Referring expression data:
========================================
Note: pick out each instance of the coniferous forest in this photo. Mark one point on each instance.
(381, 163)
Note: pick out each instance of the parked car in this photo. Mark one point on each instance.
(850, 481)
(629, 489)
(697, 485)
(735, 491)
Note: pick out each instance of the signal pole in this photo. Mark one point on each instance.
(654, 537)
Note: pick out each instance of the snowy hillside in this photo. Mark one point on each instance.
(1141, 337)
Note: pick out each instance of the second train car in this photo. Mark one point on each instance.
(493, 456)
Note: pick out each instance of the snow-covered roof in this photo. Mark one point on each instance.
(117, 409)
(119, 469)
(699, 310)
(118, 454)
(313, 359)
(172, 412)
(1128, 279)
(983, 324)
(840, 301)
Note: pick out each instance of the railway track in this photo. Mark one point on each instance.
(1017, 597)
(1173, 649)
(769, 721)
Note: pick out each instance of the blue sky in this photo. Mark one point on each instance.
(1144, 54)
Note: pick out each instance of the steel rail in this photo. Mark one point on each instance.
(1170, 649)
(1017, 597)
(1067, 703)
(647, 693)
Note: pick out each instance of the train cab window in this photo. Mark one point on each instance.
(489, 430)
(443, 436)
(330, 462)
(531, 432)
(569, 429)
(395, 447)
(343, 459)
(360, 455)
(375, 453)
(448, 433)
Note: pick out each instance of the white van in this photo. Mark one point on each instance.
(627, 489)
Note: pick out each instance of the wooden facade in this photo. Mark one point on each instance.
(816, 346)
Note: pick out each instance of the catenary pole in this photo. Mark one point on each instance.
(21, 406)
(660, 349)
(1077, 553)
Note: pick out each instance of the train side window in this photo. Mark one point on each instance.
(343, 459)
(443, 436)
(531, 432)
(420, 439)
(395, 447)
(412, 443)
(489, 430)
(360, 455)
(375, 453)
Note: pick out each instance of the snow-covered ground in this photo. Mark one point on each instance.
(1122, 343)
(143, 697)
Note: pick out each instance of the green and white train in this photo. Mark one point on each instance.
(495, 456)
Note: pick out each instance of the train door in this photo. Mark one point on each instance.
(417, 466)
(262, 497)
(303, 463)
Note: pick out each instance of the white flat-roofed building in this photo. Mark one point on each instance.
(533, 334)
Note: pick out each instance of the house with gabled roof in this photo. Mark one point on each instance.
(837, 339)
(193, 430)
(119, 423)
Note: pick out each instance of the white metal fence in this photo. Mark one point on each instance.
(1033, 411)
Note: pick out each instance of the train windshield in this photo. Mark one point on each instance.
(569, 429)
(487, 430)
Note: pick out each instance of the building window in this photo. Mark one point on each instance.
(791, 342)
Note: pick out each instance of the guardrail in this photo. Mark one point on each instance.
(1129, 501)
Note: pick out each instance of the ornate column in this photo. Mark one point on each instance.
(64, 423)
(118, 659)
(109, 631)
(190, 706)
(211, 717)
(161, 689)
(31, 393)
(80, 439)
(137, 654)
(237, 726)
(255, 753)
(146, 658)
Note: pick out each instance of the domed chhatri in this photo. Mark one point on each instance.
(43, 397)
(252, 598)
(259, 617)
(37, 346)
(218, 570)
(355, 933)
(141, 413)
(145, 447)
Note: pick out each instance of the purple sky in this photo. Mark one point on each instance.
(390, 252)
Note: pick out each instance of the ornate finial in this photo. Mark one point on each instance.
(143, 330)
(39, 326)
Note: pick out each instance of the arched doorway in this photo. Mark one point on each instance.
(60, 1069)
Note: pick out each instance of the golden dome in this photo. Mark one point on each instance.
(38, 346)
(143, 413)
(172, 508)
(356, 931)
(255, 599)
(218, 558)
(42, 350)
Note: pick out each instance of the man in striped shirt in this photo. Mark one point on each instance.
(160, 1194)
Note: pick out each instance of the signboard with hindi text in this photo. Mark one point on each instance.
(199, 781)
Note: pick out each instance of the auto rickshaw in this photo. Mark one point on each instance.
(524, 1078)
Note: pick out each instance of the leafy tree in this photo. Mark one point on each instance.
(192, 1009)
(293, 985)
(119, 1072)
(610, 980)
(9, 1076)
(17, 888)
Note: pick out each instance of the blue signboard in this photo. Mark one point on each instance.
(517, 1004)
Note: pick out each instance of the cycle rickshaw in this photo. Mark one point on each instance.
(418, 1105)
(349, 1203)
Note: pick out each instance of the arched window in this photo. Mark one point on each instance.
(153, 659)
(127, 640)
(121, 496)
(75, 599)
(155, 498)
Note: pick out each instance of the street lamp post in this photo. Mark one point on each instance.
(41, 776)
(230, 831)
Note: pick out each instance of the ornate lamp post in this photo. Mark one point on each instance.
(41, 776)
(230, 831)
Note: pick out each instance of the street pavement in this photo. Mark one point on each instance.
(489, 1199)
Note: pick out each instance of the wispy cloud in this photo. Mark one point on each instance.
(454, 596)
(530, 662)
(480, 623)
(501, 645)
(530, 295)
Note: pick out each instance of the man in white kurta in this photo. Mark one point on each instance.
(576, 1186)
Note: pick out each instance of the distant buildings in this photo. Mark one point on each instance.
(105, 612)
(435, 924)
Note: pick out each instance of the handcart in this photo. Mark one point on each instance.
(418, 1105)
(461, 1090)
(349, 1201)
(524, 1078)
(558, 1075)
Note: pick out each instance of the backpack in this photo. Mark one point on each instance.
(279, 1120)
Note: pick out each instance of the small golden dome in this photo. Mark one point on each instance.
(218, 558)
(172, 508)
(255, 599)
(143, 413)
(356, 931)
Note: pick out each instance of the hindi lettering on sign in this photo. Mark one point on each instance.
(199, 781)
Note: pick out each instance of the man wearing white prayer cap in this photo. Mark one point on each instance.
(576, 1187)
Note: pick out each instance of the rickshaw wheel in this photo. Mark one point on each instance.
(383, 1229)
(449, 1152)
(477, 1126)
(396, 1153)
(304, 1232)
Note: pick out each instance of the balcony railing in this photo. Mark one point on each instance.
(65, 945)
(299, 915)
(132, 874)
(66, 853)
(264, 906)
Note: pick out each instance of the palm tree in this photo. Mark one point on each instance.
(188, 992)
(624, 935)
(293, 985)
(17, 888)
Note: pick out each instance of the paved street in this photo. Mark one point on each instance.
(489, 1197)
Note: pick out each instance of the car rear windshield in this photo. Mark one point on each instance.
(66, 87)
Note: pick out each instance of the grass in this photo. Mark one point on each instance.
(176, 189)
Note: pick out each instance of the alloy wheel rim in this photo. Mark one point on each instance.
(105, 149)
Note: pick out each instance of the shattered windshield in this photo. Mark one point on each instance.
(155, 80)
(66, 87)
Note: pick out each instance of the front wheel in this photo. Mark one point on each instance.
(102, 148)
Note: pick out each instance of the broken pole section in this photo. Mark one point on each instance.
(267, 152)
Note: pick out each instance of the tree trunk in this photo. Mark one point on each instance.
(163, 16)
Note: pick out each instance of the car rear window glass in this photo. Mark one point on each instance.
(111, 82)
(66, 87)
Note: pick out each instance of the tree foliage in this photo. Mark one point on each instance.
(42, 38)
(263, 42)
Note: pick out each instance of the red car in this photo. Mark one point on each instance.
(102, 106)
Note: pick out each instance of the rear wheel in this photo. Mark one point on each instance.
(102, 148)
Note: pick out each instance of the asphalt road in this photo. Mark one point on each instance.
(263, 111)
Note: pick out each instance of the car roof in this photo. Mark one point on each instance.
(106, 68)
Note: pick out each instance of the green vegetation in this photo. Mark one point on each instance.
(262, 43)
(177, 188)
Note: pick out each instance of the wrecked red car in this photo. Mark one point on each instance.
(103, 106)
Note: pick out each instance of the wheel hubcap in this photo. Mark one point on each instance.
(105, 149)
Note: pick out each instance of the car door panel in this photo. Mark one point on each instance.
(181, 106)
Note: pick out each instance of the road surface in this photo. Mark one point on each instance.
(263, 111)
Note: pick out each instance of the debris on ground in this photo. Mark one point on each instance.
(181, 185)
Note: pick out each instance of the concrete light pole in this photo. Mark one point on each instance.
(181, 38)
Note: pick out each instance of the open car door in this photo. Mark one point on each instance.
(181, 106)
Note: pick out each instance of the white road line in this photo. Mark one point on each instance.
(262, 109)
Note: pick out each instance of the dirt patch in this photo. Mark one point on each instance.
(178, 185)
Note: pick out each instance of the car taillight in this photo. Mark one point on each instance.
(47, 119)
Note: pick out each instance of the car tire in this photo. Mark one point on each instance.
========================================
→ **TRY IT**
Only the lines from the one with "Note: pick out each instance of the car door" through the final line above belong in the answer, each reproduced word for word.

→ **RESULT FOR THIS TASK**
Note: pick out each instance of the car door panel in this photo. Mark one point on each instance.
(181, 106)
Note: pick out each instance of the road surface in this photo. Mark one point on each instance.
(263, 111)
Note: pick out each instance of the debris on ground in this photo. Mark one point on each instance.
(181, 185)
Note: pick out each instance of the concrete light pole in this photo. Mark one point on each instance.
(181, 38)
Note: pick out each instance of the open car door in this photo. Mark one point on each instance.
(181, 106)
Note: pick out each instance of the white road line in this photo. Mark one point on each instance.
(262, 109)
Note: pick out each instance of the dirt patch in this photo. Mark one point on each instance.
(178, 185)
Note: pick out each instance of the car taillight in this photo. Mark one point on each instance.
(47, 119)
Note: pick out each instance of the car tire in this photo. Mark one point on each instance.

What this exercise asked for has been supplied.